REQUIRED WORK
Pick out every line below that contains the word "runway" and copy each one. Case counts.
-- START OF DATA ENTRIES --
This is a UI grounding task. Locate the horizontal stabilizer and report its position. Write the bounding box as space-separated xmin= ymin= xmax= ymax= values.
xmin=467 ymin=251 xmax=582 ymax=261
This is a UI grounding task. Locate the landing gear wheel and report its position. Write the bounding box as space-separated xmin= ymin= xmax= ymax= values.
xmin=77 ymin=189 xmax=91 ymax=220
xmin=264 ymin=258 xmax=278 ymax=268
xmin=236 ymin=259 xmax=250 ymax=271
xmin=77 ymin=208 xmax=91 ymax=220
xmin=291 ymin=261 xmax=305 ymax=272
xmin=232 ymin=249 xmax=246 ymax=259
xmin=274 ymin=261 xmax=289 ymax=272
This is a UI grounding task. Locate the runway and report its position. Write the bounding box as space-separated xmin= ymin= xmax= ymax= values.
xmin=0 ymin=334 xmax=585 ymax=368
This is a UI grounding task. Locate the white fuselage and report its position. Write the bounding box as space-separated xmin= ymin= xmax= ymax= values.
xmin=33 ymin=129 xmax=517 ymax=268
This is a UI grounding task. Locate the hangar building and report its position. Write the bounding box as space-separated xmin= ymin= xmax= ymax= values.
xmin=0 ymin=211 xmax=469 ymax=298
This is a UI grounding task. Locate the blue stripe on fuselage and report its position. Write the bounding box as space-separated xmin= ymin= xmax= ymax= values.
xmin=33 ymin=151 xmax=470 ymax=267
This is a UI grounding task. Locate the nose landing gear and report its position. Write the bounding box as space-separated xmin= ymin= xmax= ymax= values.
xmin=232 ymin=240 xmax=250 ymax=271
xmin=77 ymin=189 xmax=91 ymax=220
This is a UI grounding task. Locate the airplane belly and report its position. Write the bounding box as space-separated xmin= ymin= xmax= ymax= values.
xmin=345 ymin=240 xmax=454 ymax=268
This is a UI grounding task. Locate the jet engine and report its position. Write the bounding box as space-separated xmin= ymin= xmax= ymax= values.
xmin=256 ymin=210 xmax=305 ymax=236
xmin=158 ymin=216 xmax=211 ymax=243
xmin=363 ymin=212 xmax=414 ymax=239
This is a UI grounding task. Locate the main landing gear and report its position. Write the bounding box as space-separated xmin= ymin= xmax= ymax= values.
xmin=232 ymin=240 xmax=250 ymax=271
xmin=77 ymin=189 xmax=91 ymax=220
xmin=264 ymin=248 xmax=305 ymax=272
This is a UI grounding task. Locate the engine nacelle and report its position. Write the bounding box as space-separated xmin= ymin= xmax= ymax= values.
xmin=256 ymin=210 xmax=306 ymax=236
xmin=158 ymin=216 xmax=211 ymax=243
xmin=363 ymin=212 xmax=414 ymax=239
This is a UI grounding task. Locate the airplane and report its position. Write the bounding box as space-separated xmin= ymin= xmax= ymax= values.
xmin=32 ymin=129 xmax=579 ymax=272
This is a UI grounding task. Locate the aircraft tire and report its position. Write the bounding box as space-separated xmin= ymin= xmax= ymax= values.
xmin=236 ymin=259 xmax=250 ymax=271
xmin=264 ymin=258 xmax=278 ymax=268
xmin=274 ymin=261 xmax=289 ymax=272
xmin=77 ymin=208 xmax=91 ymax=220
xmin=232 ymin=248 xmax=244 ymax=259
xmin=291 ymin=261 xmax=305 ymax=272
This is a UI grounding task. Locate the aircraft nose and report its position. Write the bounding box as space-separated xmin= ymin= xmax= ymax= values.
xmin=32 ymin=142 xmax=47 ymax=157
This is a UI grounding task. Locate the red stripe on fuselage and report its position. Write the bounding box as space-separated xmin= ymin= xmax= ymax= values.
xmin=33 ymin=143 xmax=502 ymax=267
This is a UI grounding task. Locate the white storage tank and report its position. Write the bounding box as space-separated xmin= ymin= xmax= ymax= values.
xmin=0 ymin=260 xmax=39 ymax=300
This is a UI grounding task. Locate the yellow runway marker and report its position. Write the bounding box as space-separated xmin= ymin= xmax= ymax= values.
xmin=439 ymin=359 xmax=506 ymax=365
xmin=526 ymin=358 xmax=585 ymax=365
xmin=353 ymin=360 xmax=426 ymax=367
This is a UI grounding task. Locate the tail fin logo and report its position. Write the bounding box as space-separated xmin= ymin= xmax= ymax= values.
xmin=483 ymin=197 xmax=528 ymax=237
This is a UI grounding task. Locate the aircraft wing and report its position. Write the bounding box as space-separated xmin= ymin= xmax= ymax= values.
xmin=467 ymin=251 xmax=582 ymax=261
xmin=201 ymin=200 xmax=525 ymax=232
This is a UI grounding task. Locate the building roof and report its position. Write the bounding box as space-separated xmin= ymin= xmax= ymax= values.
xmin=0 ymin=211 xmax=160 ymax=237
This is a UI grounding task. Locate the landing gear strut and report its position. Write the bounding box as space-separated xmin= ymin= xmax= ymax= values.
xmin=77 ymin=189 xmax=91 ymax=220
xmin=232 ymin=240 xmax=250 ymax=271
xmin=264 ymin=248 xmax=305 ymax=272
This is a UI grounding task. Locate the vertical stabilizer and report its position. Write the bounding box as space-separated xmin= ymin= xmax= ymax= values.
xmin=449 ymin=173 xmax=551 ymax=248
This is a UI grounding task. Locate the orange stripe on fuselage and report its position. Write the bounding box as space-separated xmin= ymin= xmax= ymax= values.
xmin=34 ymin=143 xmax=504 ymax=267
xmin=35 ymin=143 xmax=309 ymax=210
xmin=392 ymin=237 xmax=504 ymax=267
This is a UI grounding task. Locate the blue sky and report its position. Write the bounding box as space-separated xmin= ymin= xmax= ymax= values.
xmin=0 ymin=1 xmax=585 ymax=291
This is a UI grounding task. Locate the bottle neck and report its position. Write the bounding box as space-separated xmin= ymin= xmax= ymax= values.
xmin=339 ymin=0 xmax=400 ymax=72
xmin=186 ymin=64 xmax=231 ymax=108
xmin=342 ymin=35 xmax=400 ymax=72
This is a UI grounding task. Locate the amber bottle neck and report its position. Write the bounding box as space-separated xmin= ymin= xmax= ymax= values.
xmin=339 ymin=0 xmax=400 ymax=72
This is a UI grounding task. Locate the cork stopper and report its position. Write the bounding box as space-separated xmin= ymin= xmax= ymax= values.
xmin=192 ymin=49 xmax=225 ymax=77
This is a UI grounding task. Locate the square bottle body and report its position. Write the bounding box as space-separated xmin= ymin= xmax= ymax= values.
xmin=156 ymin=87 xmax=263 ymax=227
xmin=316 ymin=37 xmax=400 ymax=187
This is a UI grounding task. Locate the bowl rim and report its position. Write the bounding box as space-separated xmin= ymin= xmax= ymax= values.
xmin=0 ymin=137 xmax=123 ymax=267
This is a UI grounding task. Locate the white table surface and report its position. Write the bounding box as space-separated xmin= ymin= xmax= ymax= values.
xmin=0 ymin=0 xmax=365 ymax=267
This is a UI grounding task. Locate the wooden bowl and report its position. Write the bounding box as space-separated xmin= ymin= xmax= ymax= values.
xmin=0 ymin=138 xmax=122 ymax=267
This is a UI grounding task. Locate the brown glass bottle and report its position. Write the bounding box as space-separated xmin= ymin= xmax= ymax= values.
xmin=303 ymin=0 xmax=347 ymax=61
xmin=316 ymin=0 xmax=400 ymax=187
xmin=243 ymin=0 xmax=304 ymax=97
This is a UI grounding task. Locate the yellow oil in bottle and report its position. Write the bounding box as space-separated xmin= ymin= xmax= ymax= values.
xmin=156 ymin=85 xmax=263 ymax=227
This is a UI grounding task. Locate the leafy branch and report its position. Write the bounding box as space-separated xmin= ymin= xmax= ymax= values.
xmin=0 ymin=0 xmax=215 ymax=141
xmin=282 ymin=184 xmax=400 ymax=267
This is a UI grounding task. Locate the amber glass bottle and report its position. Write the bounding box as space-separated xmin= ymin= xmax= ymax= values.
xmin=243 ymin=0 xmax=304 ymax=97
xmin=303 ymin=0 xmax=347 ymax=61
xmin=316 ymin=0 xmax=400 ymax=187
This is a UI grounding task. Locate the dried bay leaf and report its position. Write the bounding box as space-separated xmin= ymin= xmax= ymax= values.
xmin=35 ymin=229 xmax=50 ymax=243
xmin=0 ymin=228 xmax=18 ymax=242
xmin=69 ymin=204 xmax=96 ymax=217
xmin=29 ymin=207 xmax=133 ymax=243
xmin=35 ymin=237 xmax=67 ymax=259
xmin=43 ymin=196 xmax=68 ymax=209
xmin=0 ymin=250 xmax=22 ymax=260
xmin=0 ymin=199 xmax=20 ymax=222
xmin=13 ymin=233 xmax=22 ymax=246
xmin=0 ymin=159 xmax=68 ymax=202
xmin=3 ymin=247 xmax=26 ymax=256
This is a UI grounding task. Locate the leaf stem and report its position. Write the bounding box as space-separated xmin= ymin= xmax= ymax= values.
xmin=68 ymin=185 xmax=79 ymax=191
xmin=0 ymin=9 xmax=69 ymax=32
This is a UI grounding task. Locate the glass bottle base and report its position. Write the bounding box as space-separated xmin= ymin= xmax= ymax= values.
-- END OF DATA ENTRIES --
ANSWER FOR THE TASK
This is a UI grounding task. Locate the runway and report its position. Write the bounding box as space-separated xmin= ymin= xmax= ymax= values.
This is a UI grounding task. Locate the yellow runway marker and report its position. Write the bounding box as space-separated xmin= ymin= xmax= ymax= values.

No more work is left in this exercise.